* What the task requires: Reproduce the records word for word, starting with the line that contains "green knit hat" and going on through the line that contains "(594, 38), (605, 84)", with both of those lines included.

____

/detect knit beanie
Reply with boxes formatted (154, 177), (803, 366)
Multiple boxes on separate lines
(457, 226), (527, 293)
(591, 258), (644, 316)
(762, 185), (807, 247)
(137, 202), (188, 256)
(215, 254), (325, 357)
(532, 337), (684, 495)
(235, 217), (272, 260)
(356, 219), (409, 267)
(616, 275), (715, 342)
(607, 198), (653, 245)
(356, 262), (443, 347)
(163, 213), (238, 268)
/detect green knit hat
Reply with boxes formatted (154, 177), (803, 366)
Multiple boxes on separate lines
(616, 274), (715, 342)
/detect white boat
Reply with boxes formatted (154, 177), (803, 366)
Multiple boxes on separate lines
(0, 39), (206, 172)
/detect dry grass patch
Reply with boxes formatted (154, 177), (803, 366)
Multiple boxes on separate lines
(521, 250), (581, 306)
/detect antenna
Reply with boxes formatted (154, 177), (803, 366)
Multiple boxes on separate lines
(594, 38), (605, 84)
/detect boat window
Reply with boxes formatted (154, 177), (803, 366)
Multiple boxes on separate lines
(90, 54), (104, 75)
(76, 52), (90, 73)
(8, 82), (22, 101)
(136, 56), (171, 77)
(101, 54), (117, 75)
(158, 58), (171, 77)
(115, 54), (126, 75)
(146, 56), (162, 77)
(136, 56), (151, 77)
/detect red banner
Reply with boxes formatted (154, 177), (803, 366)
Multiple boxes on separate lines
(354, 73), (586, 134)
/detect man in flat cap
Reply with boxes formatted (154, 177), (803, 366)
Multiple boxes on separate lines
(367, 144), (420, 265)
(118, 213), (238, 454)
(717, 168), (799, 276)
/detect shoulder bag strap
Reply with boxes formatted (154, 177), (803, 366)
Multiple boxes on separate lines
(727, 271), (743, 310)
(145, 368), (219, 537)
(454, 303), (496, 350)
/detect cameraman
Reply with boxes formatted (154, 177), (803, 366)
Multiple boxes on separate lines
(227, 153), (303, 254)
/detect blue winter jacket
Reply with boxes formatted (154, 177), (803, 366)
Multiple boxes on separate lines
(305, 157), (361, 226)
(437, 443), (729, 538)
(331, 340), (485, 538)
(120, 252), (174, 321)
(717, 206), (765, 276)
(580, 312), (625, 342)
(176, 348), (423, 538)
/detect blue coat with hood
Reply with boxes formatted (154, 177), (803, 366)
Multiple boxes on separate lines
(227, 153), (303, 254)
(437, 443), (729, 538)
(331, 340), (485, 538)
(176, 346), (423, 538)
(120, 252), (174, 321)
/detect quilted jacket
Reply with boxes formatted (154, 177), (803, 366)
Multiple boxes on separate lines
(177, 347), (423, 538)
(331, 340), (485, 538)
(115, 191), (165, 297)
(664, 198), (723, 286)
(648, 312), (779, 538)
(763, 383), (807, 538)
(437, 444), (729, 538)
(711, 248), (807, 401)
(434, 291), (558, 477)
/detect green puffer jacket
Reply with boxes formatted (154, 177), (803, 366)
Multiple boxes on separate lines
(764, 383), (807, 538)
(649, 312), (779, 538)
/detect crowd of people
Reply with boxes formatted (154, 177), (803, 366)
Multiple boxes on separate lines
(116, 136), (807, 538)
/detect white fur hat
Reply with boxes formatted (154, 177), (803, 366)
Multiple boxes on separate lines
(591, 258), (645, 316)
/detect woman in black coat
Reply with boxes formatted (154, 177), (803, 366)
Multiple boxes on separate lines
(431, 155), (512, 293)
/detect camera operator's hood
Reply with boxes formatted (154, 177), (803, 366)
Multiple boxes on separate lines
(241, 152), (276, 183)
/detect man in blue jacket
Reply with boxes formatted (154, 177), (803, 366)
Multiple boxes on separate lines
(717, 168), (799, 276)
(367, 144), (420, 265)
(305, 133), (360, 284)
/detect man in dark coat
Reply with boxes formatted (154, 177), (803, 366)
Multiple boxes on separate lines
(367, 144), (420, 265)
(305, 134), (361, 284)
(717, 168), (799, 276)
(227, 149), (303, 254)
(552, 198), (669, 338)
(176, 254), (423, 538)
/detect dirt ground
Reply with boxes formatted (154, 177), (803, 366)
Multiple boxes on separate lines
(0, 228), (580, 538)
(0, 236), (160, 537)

____

* Task output:
/detect green knit hat
Reply with boxes formatted (154, 177), (803, 366)
Multiple boxes on separate lines
(616, 274), (715, 342)
/detect white boat
Reply with boxes formatted (154, 177), (803, 366)
Multiple boxes on separate lines
(0, 39), (206, 172)
/detect dry grass patch
Reply with boxes formatted (154, 177), (803, 366)
Multiple boxes on separate lines
(521, 250), (581, 306)
/detect antenna
Reply with boxes formatted (154, 177), (803, 366)
Multiple boxes on separate lines
(594, 38), (605, 84)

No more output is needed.